WHAT TO PRODUCE: Exactly the lines below from the one with "Query: crane mast" up to and including the one with "Query: window" make up the answer, with nothing else added.

AVAILABLE DATA:
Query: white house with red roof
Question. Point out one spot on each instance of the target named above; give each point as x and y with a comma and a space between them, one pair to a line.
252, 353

---

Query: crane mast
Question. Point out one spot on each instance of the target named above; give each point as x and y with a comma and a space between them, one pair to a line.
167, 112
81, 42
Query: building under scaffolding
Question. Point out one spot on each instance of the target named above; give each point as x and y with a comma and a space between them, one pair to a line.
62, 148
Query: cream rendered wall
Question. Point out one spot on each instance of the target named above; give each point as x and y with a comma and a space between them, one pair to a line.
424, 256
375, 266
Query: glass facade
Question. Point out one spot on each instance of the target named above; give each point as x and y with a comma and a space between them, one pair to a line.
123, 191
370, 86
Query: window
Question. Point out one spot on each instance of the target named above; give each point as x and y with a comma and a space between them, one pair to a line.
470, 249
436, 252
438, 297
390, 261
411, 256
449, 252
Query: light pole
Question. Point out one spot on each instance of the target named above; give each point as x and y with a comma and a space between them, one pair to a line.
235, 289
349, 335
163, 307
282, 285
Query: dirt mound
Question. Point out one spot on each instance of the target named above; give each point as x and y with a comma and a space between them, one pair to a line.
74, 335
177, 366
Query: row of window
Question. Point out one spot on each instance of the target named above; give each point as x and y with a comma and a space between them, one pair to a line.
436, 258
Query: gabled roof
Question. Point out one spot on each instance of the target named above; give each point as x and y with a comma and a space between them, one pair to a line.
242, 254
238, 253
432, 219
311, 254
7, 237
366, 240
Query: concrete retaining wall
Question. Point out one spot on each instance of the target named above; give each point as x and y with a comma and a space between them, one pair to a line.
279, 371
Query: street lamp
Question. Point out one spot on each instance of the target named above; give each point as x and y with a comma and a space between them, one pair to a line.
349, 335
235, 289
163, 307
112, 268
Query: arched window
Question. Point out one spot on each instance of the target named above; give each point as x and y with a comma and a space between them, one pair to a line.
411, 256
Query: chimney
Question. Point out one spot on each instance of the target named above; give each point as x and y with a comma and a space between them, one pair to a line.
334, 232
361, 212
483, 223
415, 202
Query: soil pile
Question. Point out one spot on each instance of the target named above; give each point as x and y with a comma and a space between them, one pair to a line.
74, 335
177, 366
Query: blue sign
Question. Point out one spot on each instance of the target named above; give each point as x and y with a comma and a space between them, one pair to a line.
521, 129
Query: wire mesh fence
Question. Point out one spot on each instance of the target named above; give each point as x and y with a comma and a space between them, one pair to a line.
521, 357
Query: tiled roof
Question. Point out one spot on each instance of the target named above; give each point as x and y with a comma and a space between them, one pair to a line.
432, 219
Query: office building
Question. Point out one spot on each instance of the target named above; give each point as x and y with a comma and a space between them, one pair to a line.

SOLVED EXERCISE:
Query: crane mast
Question. Point out one spot on each instance of the target named above; give each point as x and y with a comma and a space between them, one pair to a line.
167, 112
81, 42
Query: building under scaffolding
Question. Point out one spot on each instance of the target named above; give each point as x and y with a comma and a space between them, one pair to a line.
62, 148
Query: cream rendered wall
Question. Point out one spot on each instance of the target named above; give each point as x and y with a comma and a space between them, one pair to a line.
424, 256
375, 266
Query: glass facade
Question. Point out one spot on each instance of the target named above; give each point as x and y with a comma and a space between them, one pair to a line.
123, 191
370, 86
Query: window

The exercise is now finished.